▸ ABOUT THIS TASK
Each line below is to be copied out exactly, and none may be omitted.

*** Begin section ***

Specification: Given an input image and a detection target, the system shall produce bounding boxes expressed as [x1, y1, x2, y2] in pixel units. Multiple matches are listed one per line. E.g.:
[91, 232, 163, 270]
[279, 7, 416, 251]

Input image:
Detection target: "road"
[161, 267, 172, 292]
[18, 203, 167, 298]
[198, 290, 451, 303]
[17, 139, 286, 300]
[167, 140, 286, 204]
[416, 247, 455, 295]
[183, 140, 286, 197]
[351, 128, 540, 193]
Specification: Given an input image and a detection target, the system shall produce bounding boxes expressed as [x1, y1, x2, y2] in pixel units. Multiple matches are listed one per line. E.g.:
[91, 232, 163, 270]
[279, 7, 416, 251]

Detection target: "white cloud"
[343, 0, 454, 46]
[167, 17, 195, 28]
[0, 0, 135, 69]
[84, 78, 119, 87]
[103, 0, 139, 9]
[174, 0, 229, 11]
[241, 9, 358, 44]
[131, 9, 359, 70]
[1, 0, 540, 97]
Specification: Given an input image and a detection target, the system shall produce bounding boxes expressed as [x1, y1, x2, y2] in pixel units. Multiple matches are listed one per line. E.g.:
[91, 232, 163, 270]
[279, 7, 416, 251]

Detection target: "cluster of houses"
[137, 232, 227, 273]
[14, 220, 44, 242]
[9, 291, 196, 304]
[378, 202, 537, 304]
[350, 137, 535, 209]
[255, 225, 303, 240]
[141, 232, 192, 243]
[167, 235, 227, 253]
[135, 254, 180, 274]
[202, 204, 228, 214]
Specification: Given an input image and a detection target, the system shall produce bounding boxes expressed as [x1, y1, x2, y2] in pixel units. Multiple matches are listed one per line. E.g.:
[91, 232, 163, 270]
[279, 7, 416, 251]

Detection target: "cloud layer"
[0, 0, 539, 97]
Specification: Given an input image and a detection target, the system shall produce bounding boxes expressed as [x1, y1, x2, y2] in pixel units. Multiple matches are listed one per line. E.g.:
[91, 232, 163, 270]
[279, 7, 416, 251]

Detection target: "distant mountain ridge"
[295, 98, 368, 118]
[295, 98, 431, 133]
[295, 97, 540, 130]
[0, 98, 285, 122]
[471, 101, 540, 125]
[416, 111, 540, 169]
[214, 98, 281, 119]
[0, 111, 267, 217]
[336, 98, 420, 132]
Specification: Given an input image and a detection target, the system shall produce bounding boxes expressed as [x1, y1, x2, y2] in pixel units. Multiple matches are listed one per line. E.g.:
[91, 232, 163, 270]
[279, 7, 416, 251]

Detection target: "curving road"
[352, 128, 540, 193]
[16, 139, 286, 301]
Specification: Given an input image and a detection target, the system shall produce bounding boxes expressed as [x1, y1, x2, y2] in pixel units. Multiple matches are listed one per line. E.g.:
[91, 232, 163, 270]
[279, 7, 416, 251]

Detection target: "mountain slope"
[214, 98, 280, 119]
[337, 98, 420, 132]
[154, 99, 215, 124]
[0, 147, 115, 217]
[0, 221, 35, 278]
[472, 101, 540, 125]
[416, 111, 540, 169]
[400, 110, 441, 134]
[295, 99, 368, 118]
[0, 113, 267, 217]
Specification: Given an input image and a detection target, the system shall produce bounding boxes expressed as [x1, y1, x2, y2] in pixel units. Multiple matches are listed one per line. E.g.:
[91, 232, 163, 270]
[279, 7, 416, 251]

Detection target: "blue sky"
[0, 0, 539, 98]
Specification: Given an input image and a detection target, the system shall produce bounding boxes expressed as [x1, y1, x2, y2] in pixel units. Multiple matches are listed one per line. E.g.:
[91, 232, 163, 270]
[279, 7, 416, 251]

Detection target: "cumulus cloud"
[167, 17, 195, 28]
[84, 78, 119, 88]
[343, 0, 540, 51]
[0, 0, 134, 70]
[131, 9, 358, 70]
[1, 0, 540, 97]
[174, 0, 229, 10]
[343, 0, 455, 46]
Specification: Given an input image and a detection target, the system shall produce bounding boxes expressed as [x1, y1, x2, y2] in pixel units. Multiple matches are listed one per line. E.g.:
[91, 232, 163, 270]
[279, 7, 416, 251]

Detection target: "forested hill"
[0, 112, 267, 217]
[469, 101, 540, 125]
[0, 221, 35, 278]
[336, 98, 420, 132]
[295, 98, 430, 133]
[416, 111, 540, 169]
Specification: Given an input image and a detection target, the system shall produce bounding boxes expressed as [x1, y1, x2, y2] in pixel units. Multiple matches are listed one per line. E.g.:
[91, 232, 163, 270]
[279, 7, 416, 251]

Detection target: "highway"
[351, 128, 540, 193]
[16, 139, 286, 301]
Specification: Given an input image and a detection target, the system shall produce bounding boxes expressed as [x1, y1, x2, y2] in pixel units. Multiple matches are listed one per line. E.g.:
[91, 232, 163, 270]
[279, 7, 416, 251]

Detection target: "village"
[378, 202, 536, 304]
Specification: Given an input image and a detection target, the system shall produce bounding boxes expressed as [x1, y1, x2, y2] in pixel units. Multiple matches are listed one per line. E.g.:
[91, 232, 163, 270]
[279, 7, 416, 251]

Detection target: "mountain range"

*** End section ***

▸ RESPONSE
Specification: Given an input image and a detection target, the system shall produce bounding boxes expressed as [x1, y1, x2, y2] in pixel units. Multiple matches are listed one per line. E.g.:
[91, 232, 163, 270]
[279, 7, 416, 251]

Input image:
Detection target: "road"
[161, 267, 172, 292]
[18, 203, 167, 298]
[198, 290, 451, 303]
[17, 139, 286, 300]
[167, 140, 286, 204]
[416, 247, 455, 295]
[183, 140, 286, 197]
[351, 128, 540, 193]
Specification: Given an input image and a detection target, the system shall produce bounding boxes expressed as [x1, y1, x2, y2] in pixel units. Multiple matches are listed one per line. E.g.:
[91, 232, 163, 270]
[279, 7, 416, 251]

Detection target: "white cloud"
[343, 0, 454, 46]
[167, 17, 195, 28]
[0, 0, 135, 69]
[84, 78, 119, 87]
[103, 0, 139, 9]
[174, 0, 229, 11]
[241, 9, 358, 44]
[131, 9, 359, 70]
[1, 0, 540, 97]
Specification: Given an input image and a detection target, the system shall produce bounding boxes expressed as [x1, y1, x2, y2] in pixel units. Multiple matches are listed one per line. E.g.:
[91, 232, 163, 270]
[279, 7, 416, 251]

Detection target: "cluster of houses"
[137, 232, 227, 273]
[14, 220, 44, 242]
[9, 291, 196, 304]
[378, 202, 537, 304]
[350, 137, 535, 209]
[255, 225, 303, 240]
[141, 232, 192, 243]
[167, 235, 227, 253]
[135, 254, 180, 274]
[202, 204, 228, 214]
Specification: Given an input image and a detection target, the system shall produce bounding boxes expressed as [x1, y1, x2, y2] in pixel units. Multiple matches are listed one per line. E.g.:
[91, 232, 163, 270]
[279, 7, 416, 251]

Detection target: "cloud layer"
[0, 0, 539, 97]
Specification: Given an input image and a detection target, the system shall produce bounding boxes expressed as [x1, y1, x2, y2] in pixel units. Multiple matches are listed one per line. E.g.:
[91, 232, 163, 270]
[279, 7, 416, 251]

Detection target: "distant mountain ridge"
[295, 98, 368, 118]
[295, 98, 431, 133]
[295, 97, 540, 130]
[0, 98, 285, 122]
[471, 101, 540, 125]
[416, 111, 540, 169]
[214, 98, 281, 119]
[0, 111, 267, 217]
[336, 98, 420, 132]
Specification: Given an input image and a detection target, the system shall produce bounding boxes expressed as [x1, y1, x2, y2] in pixel units. Multiple matches are listed one per line. E.g.:
[91, 232, 163, 270]
[279, 7, 416, 251]

Detection target: "curving road"
[352, 128, 540, 193]
[16, 139, 286, 301]
Specification: Given an input image and a detection target, the system shall produce bounding boxes expressed as [x1, y1, x2, y2] in pixel units. Multiple matches are listed one per line. E.g.:
[91, 232, 163, 270]
[279, 7, 416, 251]

Detection target: "mountain slope"
[214, 98, 280, 119]
[337, 98, 420, 132]
[154, 99, 215, 124]
[0, 147, 115, 217]
[0, 221, 35, 278]
[472, 101, 540, 125]
[416, 111, 540, 169]
[400, 110, 441, 134]
[295, 99, 368, 118]
[0, 113, 267, 217]
Specification: Given an input image and a detection target, the system shall produce bounding boxes expressed as [x1, y1, x2, y2] in pixel units. Multiple matches are listed one per line. E.g.:
[91, 232, 163, 270]
[279, 7, 416, 251]

Detection target: "blue sky"
[0, 0, 539, 98]
Specification: Given an input image and a detection target, the system shall produce bounding boxes expressed as [x1, y1, x2, y2] in pixel units. Multiple matches are listed one per line. E.g.:
[91, 232, 163, 270]
[279, 7, 416, 251]

Detection target: "cumulus cloud"
[167, 17, 195, 28]
[84, 78, 119, 88]
[343, 0, 540, 51]
[0, 0, 134, 70]
[131, 9, 358, 70]
[1, 0, 540, 97]
[174, 0, 229, 10]
[343, 0, 455, 46]
Specification: Given an input image and a detection target, the system shall produce bounding boxes expressed as [x1, y1, x2, y2] in pixel units. Multiple matches are listed one per line. E.g.:
[91, 232, 163, 270]
[279, 7, 416, 251]

Detection target: "forested hill"
[0, 112, 267, 217]
[469, 101, 540, 125]
[0, 221, 35, 278]
[336, 98, 420, 132]
[295, 98, 430, 133]
[416, 111, 540, 169]
Specification: Given an input image and a detection target, the system shall produce bounding boxes expressed as [x1, y1, x2, y2] in pixel units. Multiple matches are listed one per line. E.g.:
[91, 232, 163, 270]
[279, 7, 416, 251]

Detection target: "highway"
[351, 128, 540, 193]
[16, 139, 286, 301]
Specification: Given an input image and a detection target, the system shall produce bounding boxes expressed as [x1, y1, x2, y2] in pixel units. Multiple matches are listed one per line. E.g.:
[91, 232, 163, 270]
[279, 7, 416, 251]

Detection target: "village"
[378, 202, 536, 304]
Specification: Given an input image and a detection target, the system shall produce bounding boxes expressed as [x1, y1, x2, y2] in pixel units. Multiple matches are listed one per line. E.g.:
[91, 232, 163, 270]
[279, 7, 416, 251]

Detection target: "mountain range"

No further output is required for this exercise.